------ ページ
2週連続で放映されるジブリ作品、先週の「天空の城ラピュタ」に続くのは2010年に公開された「借りぐらしのアリエッティ」だ。地上波では初放映なので、楽しみにしている人も多いだろう。

「借りぐらし」とは、人間の家に隠れ住んでいる小人種族のことである。彼らは人間たちの食料や雑貨、電気や水道などをちょっとずつ「借りて」生活しているのである。人間たちに存在を知られたら、生活はおろか種族の存続さえも危なくなってしまう。だから人間に姿を見られないことを絶対の掟として彼らは暮しているのだ。
舞台となるのは東京郊外のある古い屋敷である。そこに1週間だけ滞在するため、翔という少年がやってくる。
ちょうどそのとき、屋敷に住む「借りぐらし」の一家の少女アリエッティは、14歳の誕生日を前に、初めての「借り」に胸を膨らませていた――。

これから観る人の興を削がないよう、あらすじの紹介はこのくらいにしておいたほうがいいだろう。でも映画を愉しんで観てもらうために、2つだけ私がおもしろいなと思ったことを書いておく。このくらいはいいよね。
1つは、アリエッティの台詞回しだ。この作品には2つの「かり」が出てくる。
1つは、人間たちに生活必需品を「借り」に行く「かり」。もう1つは、野生の動植物を捕らえる「狩り」の「かり」。その2つが明確に区別されているのにちょっと感心した。あまり注意深くない観客でも、この違いは聞き分けられるはずである。
もう1つは水滴の表現だ。小人たちがポットで入れるお茶、アリエッティの目尻ににじむ涙、それらはすべてしずくになる。
------------
------ 収集資料
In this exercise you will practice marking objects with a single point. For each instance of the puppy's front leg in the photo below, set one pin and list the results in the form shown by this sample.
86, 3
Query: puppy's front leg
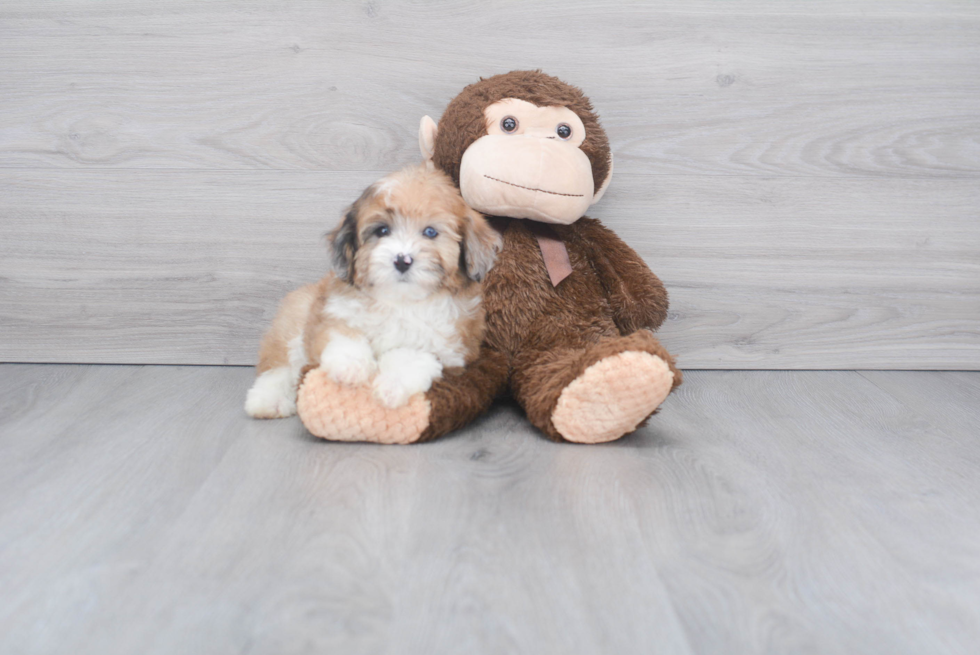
------------
▶ 依頼文: 「借りぐらしのアリエッティ」を紹介したページの文章を、一字一句変えずに全文返してください。 リストは使わなくてかまいません。

▶ 回答:
2週連続で放映されるジブリ作品、先週の「天空の城ラピュタ」に続くのは2010年に公開された「借りぐらしのアリエッティ」だ。地上波では初放映なので、楽しみにしている人も多いだろう。

「借りぐらし」とは、人間の家に隠れ住んでいる小人種族のことである。彼らは人間たちの食料や雑貨、電気や水道などをちょっとずつ「借りて」生活しているのである。人間たちに存在を知られたら、生活はおろか種族の存続さえも危なくなってしまう。だから人間に姿を見られないことを絶対の掟として彼らは暮しているのだ。
舞台となるのは東京郊外のある古い屋敷である。そこに1週間だけ滞在するため、翔という少年がやってくる。
ちょうどそのとき、屋敷に住む「借りぐらし」の一家の少女アリエッティは、14歳の誕生日を前に、初めての「借り」に胸を膨らませていた――。

これから観る人の興を削がないよう、あらすじの紹介はこのくらいにしておいたほうがいいだろう。でも映画を愉しんで観てもらうために、2つだけ私がおもしろいなと思ったことを書いておく。このくらいはいいよね。
1つは、アリエッティの台詞回しだ。この作品には2つの「かり」が出てくる。
1つは、人間たちに生活必需品を「借り」に行く「かり」。もう1つは、野生の動植物を捕らえる「狩り」の「かり」。その2つが明確に区別されているのにちょっと感心した。あまり注意深くない観客でも、この違いは聞き分けられるはずである。
もう1つは水滴の表現だ。小人たちがポットで入れるお茶、アリエッティの目尻ににじむ涙、それらはすべてしずくになる。